Records from a collection:
--- Begin ---
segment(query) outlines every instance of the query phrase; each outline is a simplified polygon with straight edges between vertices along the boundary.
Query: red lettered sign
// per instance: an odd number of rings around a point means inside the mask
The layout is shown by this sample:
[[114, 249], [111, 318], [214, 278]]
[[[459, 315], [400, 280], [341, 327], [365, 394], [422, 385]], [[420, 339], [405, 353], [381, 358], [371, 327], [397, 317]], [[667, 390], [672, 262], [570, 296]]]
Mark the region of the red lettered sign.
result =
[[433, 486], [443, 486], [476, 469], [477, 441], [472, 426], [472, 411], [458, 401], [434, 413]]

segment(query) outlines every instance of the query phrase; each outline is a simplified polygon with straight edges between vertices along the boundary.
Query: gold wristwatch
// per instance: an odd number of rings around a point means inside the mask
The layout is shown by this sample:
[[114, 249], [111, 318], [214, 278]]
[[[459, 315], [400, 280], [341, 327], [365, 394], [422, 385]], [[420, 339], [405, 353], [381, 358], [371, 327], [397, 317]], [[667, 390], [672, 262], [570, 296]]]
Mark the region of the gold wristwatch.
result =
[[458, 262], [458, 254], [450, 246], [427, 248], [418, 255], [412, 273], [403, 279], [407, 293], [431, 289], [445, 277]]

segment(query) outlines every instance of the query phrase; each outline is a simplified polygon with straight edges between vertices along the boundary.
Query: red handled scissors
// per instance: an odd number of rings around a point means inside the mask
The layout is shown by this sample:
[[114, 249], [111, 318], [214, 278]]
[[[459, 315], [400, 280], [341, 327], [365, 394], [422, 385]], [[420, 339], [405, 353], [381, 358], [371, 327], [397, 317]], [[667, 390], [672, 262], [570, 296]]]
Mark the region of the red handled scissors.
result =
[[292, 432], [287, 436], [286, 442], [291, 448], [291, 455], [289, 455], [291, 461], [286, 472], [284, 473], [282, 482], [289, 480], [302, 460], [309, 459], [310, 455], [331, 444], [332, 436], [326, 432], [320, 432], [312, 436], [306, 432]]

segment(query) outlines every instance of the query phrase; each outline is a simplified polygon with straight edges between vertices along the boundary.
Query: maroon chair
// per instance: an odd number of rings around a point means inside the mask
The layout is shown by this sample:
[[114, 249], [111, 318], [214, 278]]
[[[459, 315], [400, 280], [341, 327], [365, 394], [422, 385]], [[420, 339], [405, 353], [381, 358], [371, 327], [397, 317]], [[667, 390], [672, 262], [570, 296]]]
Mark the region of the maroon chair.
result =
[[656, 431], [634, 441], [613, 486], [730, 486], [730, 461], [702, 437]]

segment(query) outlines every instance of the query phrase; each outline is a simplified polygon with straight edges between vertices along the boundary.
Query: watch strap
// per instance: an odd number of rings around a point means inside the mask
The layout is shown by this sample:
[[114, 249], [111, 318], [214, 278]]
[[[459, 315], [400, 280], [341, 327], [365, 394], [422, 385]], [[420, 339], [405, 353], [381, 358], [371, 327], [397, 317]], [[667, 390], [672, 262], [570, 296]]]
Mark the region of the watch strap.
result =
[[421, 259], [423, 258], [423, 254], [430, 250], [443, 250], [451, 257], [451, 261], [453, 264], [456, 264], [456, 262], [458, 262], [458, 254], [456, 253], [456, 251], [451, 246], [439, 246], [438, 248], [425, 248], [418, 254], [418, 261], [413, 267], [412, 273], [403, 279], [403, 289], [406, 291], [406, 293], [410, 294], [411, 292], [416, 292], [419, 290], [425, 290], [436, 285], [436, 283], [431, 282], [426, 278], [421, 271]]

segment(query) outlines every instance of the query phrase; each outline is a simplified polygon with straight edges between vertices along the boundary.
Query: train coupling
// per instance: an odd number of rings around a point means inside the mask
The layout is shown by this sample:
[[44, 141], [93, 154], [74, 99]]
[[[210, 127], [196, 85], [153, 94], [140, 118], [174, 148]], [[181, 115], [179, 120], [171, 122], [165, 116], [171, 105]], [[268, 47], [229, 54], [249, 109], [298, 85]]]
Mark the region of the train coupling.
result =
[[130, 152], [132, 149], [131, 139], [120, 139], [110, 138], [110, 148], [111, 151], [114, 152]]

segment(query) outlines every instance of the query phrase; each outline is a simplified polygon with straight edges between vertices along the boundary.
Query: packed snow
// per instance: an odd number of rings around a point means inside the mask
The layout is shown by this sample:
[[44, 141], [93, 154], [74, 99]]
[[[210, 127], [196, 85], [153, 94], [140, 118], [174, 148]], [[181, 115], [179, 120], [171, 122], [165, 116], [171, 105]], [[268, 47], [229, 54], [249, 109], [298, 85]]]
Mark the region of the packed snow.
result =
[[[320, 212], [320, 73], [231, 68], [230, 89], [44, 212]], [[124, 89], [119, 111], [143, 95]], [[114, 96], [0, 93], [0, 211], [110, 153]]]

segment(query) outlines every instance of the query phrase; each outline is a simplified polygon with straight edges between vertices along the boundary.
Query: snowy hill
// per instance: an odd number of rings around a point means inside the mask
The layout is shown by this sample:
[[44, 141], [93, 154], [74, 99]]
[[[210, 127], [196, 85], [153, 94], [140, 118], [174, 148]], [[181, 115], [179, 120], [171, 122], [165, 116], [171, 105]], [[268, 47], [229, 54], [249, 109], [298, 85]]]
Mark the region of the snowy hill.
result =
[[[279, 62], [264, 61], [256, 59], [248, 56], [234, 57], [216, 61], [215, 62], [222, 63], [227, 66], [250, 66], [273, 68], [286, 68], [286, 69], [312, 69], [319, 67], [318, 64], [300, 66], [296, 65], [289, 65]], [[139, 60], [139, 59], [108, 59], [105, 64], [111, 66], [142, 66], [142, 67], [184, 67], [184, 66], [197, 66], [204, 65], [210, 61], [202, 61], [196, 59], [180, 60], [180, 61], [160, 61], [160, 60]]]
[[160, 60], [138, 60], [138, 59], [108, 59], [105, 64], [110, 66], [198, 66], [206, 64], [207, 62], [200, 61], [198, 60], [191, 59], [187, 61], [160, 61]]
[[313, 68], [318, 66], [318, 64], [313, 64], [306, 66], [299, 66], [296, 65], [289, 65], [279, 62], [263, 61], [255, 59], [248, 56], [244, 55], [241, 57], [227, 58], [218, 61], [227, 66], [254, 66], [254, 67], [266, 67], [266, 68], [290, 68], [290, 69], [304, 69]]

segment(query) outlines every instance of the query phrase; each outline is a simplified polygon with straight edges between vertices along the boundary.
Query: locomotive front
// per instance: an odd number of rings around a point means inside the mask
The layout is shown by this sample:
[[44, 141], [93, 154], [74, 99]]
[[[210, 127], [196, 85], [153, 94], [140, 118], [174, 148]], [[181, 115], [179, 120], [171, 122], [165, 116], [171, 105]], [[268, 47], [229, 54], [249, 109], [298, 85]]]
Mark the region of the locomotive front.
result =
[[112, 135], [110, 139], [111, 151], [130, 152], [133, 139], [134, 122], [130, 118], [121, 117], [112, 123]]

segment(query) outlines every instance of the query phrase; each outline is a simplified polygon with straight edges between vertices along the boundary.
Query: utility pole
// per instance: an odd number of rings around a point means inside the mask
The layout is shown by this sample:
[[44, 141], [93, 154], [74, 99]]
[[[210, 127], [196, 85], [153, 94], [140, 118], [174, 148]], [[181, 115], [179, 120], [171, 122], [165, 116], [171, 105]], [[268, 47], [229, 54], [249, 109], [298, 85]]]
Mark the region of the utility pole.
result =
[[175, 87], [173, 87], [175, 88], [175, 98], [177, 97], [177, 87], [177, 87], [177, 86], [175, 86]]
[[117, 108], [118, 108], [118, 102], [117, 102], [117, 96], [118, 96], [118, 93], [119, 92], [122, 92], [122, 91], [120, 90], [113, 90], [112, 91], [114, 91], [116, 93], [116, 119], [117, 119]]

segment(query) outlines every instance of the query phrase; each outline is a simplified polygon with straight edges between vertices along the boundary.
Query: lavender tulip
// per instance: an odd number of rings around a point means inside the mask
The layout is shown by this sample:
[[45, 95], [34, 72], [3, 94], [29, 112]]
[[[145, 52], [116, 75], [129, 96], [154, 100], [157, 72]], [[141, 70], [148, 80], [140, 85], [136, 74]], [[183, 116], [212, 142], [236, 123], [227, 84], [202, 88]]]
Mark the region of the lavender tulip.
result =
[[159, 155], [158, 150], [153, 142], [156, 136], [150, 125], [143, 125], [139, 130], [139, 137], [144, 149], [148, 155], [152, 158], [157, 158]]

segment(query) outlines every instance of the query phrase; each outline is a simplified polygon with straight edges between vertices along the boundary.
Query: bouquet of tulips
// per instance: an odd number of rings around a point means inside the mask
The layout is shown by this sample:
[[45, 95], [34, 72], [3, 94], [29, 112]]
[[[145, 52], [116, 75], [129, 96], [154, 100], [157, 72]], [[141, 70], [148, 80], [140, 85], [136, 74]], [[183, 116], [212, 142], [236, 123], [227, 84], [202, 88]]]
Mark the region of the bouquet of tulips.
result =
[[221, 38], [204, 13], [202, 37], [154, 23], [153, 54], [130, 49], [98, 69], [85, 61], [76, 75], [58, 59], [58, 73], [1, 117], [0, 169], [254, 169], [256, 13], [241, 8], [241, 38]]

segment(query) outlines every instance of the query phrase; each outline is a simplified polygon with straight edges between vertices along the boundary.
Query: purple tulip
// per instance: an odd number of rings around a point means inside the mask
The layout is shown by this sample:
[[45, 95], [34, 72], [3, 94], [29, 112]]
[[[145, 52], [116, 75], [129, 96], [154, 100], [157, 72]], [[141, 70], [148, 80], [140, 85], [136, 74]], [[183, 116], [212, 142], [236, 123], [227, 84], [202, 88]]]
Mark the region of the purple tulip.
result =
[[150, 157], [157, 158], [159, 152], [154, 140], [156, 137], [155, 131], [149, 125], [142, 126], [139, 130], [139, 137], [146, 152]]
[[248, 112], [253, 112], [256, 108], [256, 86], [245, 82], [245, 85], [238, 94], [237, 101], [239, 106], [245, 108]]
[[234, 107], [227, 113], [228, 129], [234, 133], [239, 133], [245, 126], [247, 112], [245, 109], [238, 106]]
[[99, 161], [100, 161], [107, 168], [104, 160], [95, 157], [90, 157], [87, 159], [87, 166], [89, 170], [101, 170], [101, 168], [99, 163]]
--- End ---
» Description of the task
Write out again the part of the items that opens at the very start and closes with the line containing "401], [434, 413]]". Keep every line as it is, except raise each vertex coordinate in the answer outlines by 50.

» Completed task
segment(query) outlines every instance of the query phrase; each outline is a simplified polygon with straight edges between vertices along the boundary.
Query: red lettered sign
// per instance: an odd number of rings around a point means inside the mask
The layout is shown by this sample:
[[114, 249], [111, 318], [214, 278]]
[[[459, 315], [400, 280], [341, 327], [365, 394], [422, 385]], [[420, 339], [405, 353], [381, 358], [371, 327], [397, 317]], [[667, 390], [672, 262], [570, 296]]]
Mark the region of the red lettered sign.
result =
[[483, 536], [493, 536], [526, 519], [527, 491], [522, 476], [522, 461], [508, 451], [484, 463]]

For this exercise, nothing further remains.